ML in real life
Technical debt in ML systems. Source: towardsdatascience.com
From Sculley, David, et al. “Hidden technical debt in machine learning systems.” Advances in neural information processing systems. 2015.
Code organization - 1
- Separate the data collection tool from the ML pipeline
- Make them two separate projects
- Your tools should have clear input parameters
- e.g., Path to the repository
- The command line tool should not work if input parameters are wrong
- Make config parameters very clear
- A config.py file where people can tune specific configs
- If you use environment variables, document them clearly
- Do not use hard coded paths
Code organization - 2
Write JavaDoc/Pydoc documentation
Add a ‘TEST’ config which runs your entire pipeline in a smaller scale
It should be easy to reproduce your entire pipeline
- Write documentation
- Provide Bash scripts and/or Makefiles
Write assertions to make sure your data is always consistent
- e.g., assert df.count() > 0, “Data frame is empty”
- to check dimensions after transformations
Code organization - Brainstorm 1
- Define a list of package/library requirements
- Think of performance!
- Make sure you use the right data types for your data, e.g., smaller types are usually faster and more memory-efficient.
- Delete all in-memory data that is not necessary (e.g., data in the tensors/dataframes, after the model has been trained)
- Use Git! And version your code (and your data) in the right way.
- Use venv (virtual environments)
Code organization - Brainstorm 2
- Set the global seed in a variable, to increase reproducibility.
- Use the same seed across different models to make the comparison more ‘fair’
- Think of logging: what do you want to monitor?
- Explore the ‘TensorBoard’ library
- Think of how you are going to share your final model
- A Docker image, ready to be used, is a good choice
Code organization - Brainstorm 3
- During development, consider storing intermediate steps.
- That will facilitate debugging and speed up the process.
- Understand the importance of the data you are passing to your model
- Pay attention to “garbage-in garbage-out”

= Aim A =
List every heading in the ML code organization text that begins with "Code organization".

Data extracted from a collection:
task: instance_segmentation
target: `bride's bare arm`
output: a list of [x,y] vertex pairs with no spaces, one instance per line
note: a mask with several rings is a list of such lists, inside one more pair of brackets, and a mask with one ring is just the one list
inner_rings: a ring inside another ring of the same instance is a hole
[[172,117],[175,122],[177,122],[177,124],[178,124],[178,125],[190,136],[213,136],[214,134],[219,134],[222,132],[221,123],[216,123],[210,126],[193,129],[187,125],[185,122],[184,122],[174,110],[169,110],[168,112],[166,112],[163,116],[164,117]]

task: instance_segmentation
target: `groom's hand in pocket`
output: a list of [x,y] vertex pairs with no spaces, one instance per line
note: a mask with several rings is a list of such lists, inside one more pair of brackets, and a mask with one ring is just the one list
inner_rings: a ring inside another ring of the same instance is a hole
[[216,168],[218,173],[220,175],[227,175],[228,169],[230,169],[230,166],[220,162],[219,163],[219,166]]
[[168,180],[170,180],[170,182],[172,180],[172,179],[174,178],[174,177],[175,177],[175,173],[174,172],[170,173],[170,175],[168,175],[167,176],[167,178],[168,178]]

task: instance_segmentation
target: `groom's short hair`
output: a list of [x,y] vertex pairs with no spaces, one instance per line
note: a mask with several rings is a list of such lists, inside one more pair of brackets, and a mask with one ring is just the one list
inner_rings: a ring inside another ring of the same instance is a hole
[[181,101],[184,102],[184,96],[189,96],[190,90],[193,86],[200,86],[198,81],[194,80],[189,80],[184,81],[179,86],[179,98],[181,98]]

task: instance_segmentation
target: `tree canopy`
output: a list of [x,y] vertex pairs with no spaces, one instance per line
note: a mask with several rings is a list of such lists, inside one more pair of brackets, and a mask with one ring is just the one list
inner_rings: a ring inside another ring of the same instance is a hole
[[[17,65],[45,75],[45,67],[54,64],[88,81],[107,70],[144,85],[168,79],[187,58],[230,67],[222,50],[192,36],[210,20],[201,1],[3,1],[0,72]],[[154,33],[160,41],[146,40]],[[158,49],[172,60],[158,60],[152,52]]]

= Aim B =
Pick out each line of the listing that contains the string "groom".

= Written reply A =
Code organization - 1
Code organization - 2
Code organization - Brainstorm 1
Code organization - Brainstorm 2
Code organization - Brainstorm 3

= Written reply B =
target: `groom's hand in pocket`
target: `groom's short hair`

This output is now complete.